§ What to work on: Take the lines from the head of the listing through the one bearing "Target: conifer tree" and copy them exactly, leaving every picture out.

Content starts

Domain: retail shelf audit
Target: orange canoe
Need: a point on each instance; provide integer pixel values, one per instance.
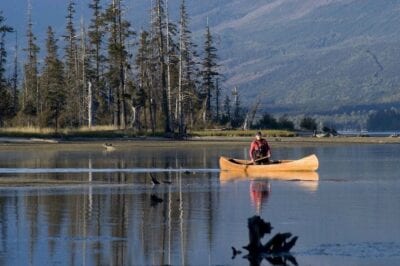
(309, 163)
(229, 176)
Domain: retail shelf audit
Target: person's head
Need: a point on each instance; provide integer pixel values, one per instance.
(258, 135)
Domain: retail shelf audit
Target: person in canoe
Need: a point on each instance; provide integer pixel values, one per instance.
(260, 151)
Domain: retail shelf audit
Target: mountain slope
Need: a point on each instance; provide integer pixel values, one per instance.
(317, 56)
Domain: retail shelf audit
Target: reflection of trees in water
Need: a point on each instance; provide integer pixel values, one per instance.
(113, 225)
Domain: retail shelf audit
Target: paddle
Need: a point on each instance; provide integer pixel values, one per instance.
(257, 160)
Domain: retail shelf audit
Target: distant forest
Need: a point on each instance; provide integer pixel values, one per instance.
(109, 74)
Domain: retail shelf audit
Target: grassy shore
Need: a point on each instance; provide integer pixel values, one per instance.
(112, 132)
(109, 133)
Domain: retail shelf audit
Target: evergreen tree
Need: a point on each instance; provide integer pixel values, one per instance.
(74, 95)
(143, 65)
(158, 40)
(118, 31)
(31, 102)
(6, 102)
(209, 73)
(53, 84)
(226, 116)
(187, 69)
(97, 60)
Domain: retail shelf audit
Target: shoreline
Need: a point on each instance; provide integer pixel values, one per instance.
(203, 139)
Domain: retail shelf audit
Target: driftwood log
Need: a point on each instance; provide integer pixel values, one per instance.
(276, 250)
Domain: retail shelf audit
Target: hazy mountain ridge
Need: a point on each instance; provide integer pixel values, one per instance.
(299, 55)
(326, 56)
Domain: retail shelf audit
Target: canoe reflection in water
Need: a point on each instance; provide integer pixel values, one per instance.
(259, 192)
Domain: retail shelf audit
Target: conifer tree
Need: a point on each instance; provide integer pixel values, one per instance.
(5, 95)
(158, 34)
(97, 60)
(118, 31)
(187, 69)
(209, 73)
(31, 102)
(143, 65)
(53, 84)
(74, 94)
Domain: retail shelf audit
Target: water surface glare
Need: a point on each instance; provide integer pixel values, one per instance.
(89, 207)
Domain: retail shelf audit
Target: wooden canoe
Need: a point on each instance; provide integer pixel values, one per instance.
(309, 163)
(231, 176)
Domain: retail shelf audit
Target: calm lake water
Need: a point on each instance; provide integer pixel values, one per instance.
(351, 216)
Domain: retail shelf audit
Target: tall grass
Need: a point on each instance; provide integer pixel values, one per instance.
(243, 133)
(113, 132)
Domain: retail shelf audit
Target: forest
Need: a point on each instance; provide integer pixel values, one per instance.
(106, 73)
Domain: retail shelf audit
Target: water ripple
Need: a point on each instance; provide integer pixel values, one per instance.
(360, 250)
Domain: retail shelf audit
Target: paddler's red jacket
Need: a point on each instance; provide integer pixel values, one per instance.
(257, 145)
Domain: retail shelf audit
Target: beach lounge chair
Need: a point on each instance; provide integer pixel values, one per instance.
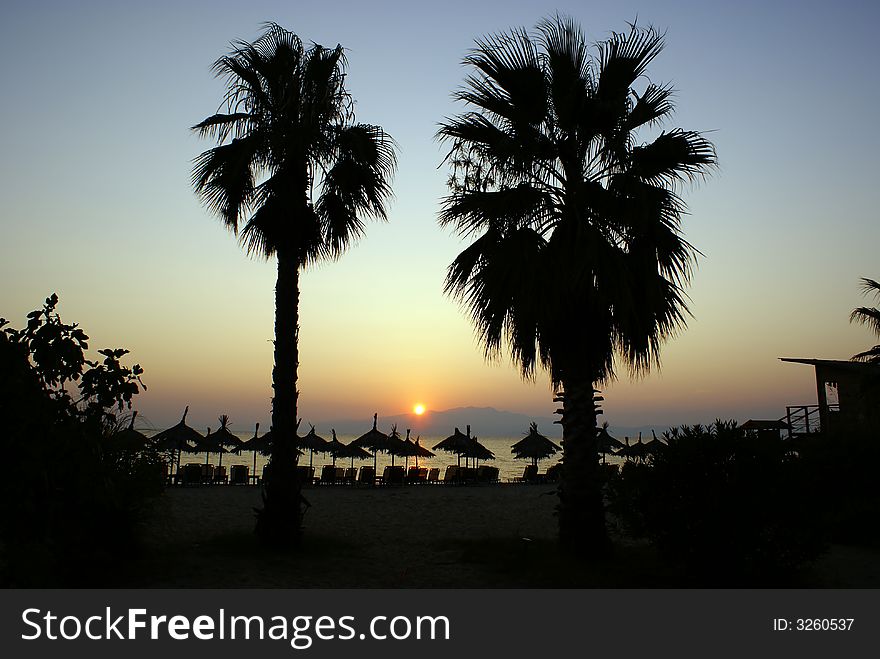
(238, 475)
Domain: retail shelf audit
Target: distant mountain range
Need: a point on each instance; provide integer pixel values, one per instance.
(484, 422)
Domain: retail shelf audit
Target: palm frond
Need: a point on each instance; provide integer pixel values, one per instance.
(672, 157)
(289, 117)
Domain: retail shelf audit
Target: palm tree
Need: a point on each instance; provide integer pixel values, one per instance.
(869, 316)
(292, 176)
(577, 258)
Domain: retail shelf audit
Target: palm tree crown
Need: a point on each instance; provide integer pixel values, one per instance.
(291, 165)
(578, 255)
(869, 316)
(292, 175)
(578, 252)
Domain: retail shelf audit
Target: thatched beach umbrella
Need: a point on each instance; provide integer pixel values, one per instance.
(313, 442)
(335, 448)
(178, 438)
(256, 444)
(534, 446)
(479, 452)
(129, 439)
(464, 445)
(210, 445)
(636, 451)
(223, 439)
(339, 450)
(395, 446)
(457, 443)
(372, 440)
(415, 448)
(605, 442)
(654, 446)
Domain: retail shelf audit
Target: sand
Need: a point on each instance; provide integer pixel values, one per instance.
(412, 536)
(426, 536)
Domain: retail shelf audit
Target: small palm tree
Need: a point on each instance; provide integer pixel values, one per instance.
(292, 176)
(577, 257)
(869, 316)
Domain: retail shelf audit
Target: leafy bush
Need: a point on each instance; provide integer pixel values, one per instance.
(843, 466)
(731, 508)
(69, 500)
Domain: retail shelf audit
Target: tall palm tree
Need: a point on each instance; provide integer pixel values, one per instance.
(292, 176)
(869, 316)
(577, 258)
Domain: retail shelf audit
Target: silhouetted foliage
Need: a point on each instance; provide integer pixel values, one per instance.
(297, 176)
(70, 502)
(577, 257)
(870, 317)
(731, 508)
(843, 467)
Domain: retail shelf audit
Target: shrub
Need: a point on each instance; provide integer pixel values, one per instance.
(70, 500)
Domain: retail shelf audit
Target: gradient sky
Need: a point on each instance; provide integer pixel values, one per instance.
(95, 165)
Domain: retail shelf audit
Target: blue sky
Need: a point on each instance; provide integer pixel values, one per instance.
(94, 175)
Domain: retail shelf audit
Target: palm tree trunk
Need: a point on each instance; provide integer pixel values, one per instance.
(581, 512)
(279, 522)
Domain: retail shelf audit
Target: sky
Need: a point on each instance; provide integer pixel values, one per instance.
(97, 204)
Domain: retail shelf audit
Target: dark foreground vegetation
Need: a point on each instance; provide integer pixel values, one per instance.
(71, 500)
(732, 508)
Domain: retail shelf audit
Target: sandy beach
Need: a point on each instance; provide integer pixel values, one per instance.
(406, 537)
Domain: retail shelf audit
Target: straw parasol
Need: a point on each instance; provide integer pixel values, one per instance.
(464, 445)
(339, 450)
(372, 440)
(396, 446)
(257, 445)
(223, 439)
(130, 439)
(417, 450)
(313, 442)
(605, 442)
(654, 446)
(457, 443)
(178, 438)
(209, 446)
(636, 451)
(534, 446)
(479, 452)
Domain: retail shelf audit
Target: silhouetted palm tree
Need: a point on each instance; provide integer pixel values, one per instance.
(578, 254)
(292, 176)
(869, 316)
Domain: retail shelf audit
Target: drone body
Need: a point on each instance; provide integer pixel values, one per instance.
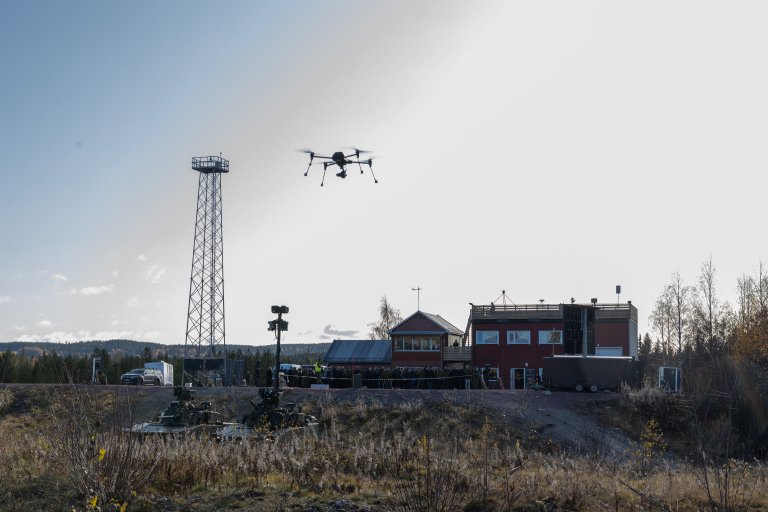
(340, 160)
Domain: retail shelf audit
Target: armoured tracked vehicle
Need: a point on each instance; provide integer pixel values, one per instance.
(268, 417)
(181, 417)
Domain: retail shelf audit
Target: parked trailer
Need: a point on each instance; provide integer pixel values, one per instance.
(164, 368)
(592, 373)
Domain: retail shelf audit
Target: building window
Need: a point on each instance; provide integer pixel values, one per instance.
(418, 343)
(487, 337)
(550, 337)
(518, 337)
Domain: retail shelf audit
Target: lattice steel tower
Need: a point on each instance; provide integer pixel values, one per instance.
(205, 313)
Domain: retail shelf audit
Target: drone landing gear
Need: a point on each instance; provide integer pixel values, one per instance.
(311, 157)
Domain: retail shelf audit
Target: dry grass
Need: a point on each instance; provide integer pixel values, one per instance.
(432, 457)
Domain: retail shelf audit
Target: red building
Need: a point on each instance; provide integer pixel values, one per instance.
(512, 340)
(425, 340)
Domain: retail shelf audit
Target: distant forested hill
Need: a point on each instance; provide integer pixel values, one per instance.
(118, 348)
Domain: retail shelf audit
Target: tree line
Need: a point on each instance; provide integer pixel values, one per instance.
(53, 368)
(723, 352)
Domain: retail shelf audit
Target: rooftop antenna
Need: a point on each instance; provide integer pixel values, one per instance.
(418, 297)
(503, 298)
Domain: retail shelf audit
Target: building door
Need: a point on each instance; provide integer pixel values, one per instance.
(517, 378)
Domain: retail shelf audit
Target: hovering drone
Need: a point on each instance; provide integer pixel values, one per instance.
(341, 160)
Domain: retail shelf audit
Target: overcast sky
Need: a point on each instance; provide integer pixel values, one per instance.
(551, 149)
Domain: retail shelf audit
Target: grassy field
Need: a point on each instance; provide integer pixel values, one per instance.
(63, 448)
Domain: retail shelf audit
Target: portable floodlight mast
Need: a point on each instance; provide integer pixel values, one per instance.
(205, 312)
(278, 325)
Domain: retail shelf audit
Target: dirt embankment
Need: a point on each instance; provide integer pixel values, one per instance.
(567, 419)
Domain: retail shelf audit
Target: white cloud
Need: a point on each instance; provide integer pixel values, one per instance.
(154, 274)
(94, 290)
(59, 336)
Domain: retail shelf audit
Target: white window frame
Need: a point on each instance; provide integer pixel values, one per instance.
(481, 335)
(514, 334)
(546, 333)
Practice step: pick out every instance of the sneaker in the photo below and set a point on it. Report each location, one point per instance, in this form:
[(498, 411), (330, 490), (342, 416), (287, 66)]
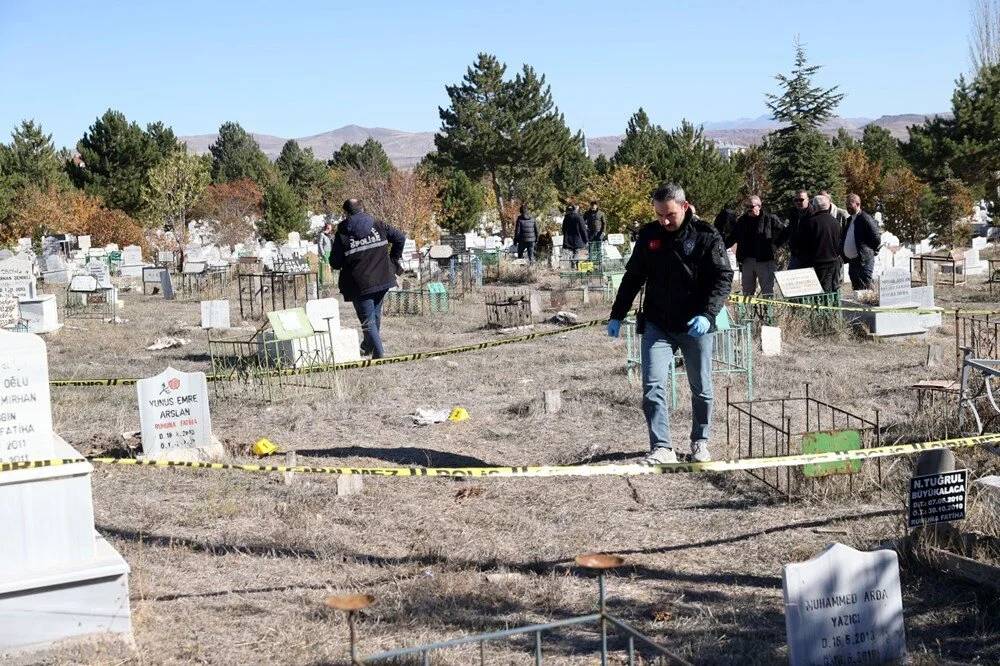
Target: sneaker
[(661, 455), (699, 451)]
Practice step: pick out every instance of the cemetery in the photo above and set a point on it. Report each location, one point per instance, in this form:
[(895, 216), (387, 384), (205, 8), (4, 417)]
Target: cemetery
[(375, 396)]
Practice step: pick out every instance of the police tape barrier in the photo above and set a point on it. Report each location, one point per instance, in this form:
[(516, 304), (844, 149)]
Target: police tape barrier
[(634, 469), (348, 365), (756, 300)]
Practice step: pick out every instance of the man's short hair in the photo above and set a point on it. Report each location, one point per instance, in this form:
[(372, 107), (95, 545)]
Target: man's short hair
[(669, 192)]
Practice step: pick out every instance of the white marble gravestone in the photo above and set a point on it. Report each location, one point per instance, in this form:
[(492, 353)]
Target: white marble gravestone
[(844, 607), (59, 578), (174, 416), (798, 282), (215, 314)]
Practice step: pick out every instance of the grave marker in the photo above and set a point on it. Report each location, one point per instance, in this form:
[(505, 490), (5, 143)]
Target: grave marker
[(798, 282), (174, 413), (844, 607)]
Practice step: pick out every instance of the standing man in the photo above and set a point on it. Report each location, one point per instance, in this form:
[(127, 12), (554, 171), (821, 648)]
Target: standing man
[(683, 265), (757, 235), (800, 211), (817, 244), (525, 235), (594, 218), (367, 252), (574, 235), (860, 242)]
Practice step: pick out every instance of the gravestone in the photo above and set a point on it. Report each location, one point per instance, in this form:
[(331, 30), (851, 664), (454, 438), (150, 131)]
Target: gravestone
[(215, 314), (798, 282), (59, 579), (844, 607), (174, 416)]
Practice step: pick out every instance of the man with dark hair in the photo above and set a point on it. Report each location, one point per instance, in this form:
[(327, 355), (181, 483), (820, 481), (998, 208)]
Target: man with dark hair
[(367, 252), (860, 242), (594, 218), (817, 244), (683, 265), (757, 235), (525, 235), (800, 211), (574, 235)]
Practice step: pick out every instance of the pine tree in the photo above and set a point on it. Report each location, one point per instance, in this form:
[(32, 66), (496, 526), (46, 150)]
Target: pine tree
[(509, 131), (367, 155), (235, 155), (116, 157), (31, 159), (799, 156)]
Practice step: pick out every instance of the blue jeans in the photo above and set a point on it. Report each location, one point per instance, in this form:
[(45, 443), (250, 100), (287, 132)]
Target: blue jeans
[(658, 348), (369, 310)]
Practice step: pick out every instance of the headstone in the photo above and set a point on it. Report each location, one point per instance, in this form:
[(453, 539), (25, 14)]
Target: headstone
[(770, 340), (798, 282), (937, 498), (844, 606), (173, 414), (215, 314), (324, 314), (25, 408)]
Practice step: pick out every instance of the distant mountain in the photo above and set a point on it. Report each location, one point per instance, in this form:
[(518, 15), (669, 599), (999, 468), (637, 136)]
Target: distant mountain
[(405, 149)]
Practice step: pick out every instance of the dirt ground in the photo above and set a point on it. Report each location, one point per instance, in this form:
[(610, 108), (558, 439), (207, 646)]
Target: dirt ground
[(233, 568)]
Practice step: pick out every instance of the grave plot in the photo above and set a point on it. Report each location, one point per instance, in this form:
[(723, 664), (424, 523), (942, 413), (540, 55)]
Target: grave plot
[(793, 425), (260, 293), (732, 355), (434, 299)]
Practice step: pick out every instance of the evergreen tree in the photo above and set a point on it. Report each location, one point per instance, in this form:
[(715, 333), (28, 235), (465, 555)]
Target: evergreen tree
[(881, 147), (367, 155), (116, 157), (462, 202), (31, 159), (509, 131), (967, 145), (235, 155), (175, 185), (799, 156), (283, 212)]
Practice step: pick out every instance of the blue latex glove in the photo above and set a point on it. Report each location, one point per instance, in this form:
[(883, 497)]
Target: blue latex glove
[(698, 326)]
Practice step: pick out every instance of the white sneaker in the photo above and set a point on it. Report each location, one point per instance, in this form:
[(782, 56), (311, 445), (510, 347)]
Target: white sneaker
[(699, 451), (661, 455)]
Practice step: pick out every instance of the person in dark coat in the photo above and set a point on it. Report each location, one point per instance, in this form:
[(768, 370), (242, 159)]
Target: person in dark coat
[(757, 235), (859, 243), (525, 235), (817, 244), (596, 225), (367, 252), (684, 267), (574, 235)]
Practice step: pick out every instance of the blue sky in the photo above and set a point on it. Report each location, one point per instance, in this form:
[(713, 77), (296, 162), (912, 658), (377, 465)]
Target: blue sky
[(298, 68)]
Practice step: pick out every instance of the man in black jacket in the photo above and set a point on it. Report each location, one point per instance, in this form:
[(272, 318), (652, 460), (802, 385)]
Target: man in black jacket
[(683, 264), (859, 243), (595, 223), (525, 235), (574, 235), (757, 235), (367, 253), (817, 244)]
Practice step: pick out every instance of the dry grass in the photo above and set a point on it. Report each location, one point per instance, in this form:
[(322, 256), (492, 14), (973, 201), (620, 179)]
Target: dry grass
[(232, 568)]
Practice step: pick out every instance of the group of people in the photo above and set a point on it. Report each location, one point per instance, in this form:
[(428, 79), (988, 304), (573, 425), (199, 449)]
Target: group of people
[(578, 231), (819, 235)]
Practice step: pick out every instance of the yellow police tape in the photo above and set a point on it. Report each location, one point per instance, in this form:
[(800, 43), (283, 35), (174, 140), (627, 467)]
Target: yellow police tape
[(756, 300), (366, 363), (633, 469)]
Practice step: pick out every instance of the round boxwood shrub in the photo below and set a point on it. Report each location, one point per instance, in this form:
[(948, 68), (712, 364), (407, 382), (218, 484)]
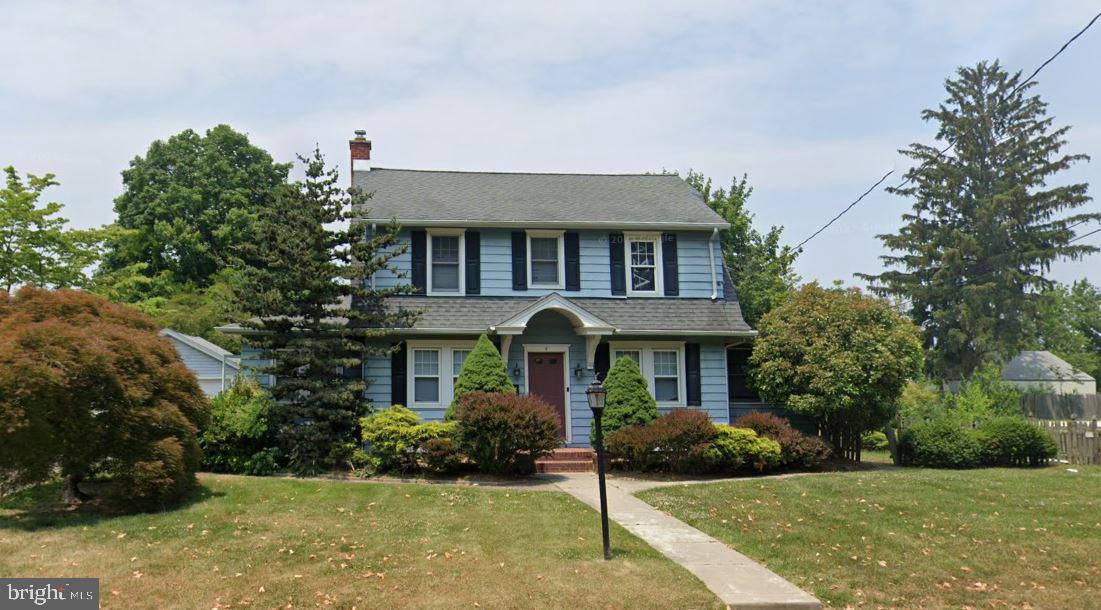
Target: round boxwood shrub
[(504, 434), (733, 449), (395, 435), (482, 371), (629, 401), (240, 438), (939, 444), (1014, 442)]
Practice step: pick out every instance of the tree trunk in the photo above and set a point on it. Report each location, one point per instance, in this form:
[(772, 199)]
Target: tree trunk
[(71, 490), (892, 443)]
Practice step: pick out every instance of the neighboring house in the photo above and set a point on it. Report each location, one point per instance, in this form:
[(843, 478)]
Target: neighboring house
[(565, 273), (1046, 372), (215, 367)]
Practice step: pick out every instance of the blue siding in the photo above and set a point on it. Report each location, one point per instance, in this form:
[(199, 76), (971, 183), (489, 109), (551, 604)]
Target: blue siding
[(203, 365), (695, 267)]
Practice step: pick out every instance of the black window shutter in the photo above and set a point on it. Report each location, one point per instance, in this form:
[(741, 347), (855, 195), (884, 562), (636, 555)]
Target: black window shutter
[(616, 244), (669, 264), (398, 376), (693, 379), (472, 253), (519, 261), (573, 246), (418, 241), (601, 361)]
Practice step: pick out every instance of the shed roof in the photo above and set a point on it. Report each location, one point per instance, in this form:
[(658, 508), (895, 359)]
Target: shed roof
[(1042, 366), (421, 197)]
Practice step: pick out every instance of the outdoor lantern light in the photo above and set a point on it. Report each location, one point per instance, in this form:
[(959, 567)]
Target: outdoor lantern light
[(596, 393)]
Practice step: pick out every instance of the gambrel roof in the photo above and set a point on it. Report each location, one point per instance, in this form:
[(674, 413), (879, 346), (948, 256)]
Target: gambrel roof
[(417, 197)]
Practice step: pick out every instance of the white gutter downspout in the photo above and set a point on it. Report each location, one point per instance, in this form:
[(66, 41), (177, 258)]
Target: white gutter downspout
[(710, 254), (374, 228)]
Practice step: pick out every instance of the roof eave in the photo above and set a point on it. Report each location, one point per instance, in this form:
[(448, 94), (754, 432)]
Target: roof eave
[(551, 224)]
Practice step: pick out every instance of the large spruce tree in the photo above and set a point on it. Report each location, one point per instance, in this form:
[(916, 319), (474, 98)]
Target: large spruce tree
[(985, 225), (316, 319)]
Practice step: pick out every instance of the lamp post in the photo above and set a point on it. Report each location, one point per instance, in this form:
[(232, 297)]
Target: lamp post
[(596, 393)]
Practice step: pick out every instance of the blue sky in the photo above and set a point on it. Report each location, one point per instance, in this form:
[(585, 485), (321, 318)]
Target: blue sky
[(809, 99)]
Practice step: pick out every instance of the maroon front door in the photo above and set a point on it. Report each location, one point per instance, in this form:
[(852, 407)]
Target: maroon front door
[(546, 380)]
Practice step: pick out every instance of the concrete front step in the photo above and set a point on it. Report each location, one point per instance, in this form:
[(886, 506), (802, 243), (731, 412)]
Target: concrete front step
[(567, 459), (564, 466)]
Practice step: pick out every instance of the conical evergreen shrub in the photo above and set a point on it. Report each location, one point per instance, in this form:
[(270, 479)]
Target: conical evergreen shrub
[(482, 371)]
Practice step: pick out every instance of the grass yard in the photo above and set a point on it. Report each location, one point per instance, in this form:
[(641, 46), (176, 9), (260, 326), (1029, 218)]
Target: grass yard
[(915, 538), (275, 542)]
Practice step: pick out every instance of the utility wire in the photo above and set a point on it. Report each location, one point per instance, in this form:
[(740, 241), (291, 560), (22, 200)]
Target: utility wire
[(952, 144), (1083, 236)]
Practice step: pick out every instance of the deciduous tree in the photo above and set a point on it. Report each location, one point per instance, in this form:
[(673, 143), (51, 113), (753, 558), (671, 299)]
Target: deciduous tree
[(35, 246), (90, 388), (838, 357)]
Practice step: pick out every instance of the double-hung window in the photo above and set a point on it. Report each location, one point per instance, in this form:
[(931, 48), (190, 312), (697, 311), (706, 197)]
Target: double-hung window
[(644, 264), (546, 260), (662, 365), (434, 367), (445, 262), (425, 376)]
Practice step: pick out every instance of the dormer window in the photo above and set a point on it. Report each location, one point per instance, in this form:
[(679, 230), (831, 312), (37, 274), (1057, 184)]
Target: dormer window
[(445, 257), (546, 260), (644, 264)]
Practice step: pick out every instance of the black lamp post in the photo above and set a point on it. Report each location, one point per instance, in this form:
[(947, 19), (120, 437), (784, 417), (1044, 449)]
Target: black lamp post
[(596, 393)]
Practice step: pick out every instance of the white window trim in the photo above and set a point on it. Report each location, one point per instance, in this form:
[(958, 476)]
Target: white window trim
[(446, 380), (554, 348), (655, 238), (562, 259), (462, 260), (646, 351)]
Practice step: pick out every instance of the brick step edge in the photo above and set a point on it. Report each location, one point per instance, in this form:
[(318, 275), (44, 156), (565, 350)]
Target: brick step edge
[(563, 466)]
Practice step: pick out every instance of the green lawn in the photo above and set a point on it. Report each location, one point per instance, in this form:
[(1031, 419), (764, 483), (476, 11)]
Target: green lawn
[(276, 542), (915, 538)]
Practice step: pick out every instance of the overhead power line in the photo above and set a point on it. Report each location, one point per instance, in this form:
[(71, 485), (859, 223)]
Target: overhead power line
[(952, 144)]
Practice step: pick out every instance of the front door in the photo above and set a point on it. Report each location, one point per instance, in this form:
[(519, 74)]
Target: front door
[(546, 380)]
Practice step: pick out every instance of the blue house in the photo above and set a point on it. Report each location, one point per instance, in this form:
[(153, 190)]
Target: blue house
[(566, 273), (214, 367)]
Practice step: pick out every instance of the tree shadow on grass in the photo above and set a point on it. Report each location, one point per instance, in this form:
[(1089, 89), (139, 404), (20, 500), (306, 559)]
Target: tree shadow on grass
[(41, 508)]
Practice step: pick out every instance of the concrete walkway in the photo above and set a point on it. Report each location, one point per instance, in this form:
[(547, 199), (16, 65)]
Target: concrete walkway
[(738, 580)]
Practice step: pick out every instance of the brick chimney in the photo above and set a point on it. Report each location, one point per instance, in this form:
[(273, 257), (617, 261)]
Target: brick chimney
[(360, 152)]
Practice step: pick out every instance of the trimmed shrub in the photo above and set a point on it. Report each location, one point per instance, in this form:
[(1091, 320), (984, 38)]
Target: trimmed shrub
[(939, 444), (240, 438), (504, 434), (629, 402), (1014, 442), (874, 440), (733, 449), (675, 442), (482, 371), (797, 449), (394, 436), (440, 456)]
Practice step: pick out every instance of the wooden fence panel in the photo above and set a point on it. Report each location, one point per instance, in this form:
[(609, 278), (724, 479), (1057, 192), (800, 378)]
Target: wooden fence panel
[(1079, 440)]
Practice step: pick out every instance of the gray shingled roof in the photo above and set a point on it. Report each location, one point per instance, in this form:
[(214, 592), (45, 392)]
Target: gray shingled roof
[(488, 198), (1042, 366), (627, 315)]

Content ends

§ Your solution:
Domain: retail shelf audit
Target: orange canoe
Need: a point on each instance; provide integer pixel values, one per instance.
(309, 163)
(229, 176)
Domain: retail shelf audit
Target: person's head
Need: a point on each instance; provide integer pixel values, one per instance.
(258, 135)
Domain: retail shelf audit
Target: person in canoe
Need: a point on each instance; provide integer pixel values, one per instance.
(260, 151)
Domain: retail shelf audit
Target: mountain slope
Need: a point on each instance; provide integer pixel values, one per instance.
(317, 56)
Domain: retail shelf audit
Target: reflection of trees in water
Need: a point on each instance; provide integer pixel values, one per instance.
(113, 225)
Domain: retail shelf audit
Target: paddle
Need: a point on each instance; provide integer pixel values, one per instance.
(257, 160)
Domain: retail shelf audit
Target: distant forest
Need: a point on each instance; provide integer pixel values, one per instance.
(109, 74)
Domain: retail shelf audit
Target: grassy shore
Need: a point on each instance; provide integer pixel values, one per instance.
(112, 132)
(109, 133)
Domain: retail shelf audit
Target: evergreen tree
Need: a point on each instance; provide integer pixel values, one per instance.
(74, 95)
(143, 65)
(158, 40)
(118, 31)
(31, 102)
(6, 102)
(209, 73)
(53, 84)
(226, 116)
(187, 69)
(97, 60)
Domain: retail shelf audit
Target: shoreline
Need: a point on each instance; provide integer pixel values, one per instance.
(203, 139)
Domain: retail shelf audit
Target: driftwood log
Need: a point on each instance; provide integer pixel values, one per instance.
(276, 250)
Domain: retail shelf audit
Target: hazy mountain ridge
Need: a point on each instance; provide integer pixel values, one per instance.
(299, 55)
(326, 56)
Domain: retail shelf audit
Target: canoe reflection in water
Need: a point on each instance; provide integer pixel values, one per instance.
(259, 192)
Domain: retail shelf audit
Target: conifer tree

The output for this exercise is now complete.